- _Document segment_:
Now your first assignment is to dowload the assemblies from the data repository, adapting the commands above. Below you will find a code block with the template command that you can finish to download the the assemblies. Use multiple code blocks if convenient. You can make new code blocks by clicking on the left side of a code block and then type "a" or "b" to create a code block above or below the original code block. You can delete a code block by clicking on the left side of a code block and typing "d" twice.

Edit this line to have a look into the assembly file

In [None]:
!zcat metagenomics/assembly/....assemblyfile | head

Grep the headers of the assembly file, what word/key would work for fastas when viewing the assembly entries above

In [None]:
!zcat metagenomics/assembly/....assemblyfile | grep "" | head

Count the scaffolds in the assembly like we did earlier with the fastq.gz file. 

Remember not to over-load the webinterface!

In [None]:
!zcat metagenomics/assembly/....assemblyfile | grep "" ......

Rename the assembly file:   (mv is short for move)

- _Entries provided_:
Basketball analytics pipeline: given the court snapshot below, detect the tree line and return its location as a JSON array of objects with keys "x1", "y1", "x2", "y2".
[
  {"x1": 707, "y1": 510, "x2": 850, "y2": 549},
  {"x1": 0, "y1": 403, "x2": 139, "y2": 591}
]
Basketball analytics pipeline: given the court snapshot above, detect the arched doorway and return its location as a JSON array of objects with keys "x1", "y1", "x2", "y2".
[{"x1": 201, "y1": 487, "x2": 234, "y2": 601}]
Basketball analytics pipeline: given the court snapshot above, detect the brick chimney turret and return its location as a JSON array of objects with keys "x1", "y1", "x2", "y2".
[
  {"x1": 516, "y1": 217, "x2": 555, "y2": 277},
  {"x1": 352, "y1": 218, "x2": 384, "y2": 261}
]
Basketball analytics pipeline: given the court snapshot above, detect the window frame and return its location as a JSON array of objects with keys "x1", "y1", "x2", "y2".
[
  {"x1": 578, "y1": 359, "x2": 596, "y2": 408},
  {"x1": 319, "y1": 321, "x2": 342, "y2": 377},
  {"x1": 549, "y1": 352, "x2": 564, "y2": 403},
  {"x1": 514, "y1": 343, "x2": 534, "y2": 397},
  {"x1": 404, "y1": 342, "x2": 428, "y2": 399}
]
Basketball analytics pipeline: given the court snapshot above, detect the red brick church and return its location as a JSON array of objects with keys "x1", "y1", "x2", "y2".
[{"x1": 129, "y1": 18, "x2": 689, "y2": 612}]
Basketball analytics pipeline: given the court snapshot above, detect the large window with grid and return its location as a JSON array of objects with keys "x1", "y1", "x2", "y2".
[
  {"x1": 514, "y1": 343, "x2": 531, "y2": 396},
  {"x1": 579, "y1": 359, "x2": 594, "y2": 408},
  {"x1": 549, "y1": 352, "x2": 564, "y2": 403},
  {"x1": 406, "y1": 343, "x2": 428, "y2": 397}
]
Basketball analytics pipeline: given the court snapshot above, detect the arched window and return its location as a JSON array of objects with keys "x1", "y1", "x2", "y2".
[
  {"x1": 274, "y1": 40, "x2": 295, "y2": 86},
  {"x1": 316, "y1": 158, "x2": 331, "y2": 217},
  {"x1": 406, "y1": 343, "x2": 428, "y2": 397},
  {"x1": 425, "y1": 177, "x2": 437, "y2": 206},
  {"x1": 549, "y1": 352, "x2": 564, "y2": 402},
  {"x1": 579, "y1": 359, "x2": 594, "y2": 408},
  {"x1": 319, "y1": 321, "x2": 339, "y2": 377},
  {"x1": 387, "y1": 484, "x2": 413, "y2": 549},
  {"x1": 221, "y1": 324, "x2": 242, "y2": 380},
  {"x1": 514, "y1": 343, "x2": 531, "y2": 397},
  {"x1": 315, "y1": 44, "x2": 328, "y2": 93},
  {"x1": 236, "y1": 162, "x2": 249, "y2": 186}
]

- _Directions for this task_:
Write out the stretch of the assembly-download instructions from "Edit this line" through "the fastq.gz file.". The material has no connection to the text.

- _Response_:
Edit this line to have a look into the assembly file

In [None]:
!zcat metagenomics/assembly/....assemblyfile | head

Grep the headers of the assembly file, what word/key would work for fastas when viewing the assembly entries above

In [None]:
!zcat metagenomics/assembly/....assemblyfile | grep "" | head

Count the scaffolds in the assembly like we did earlier with the fastq.gz file.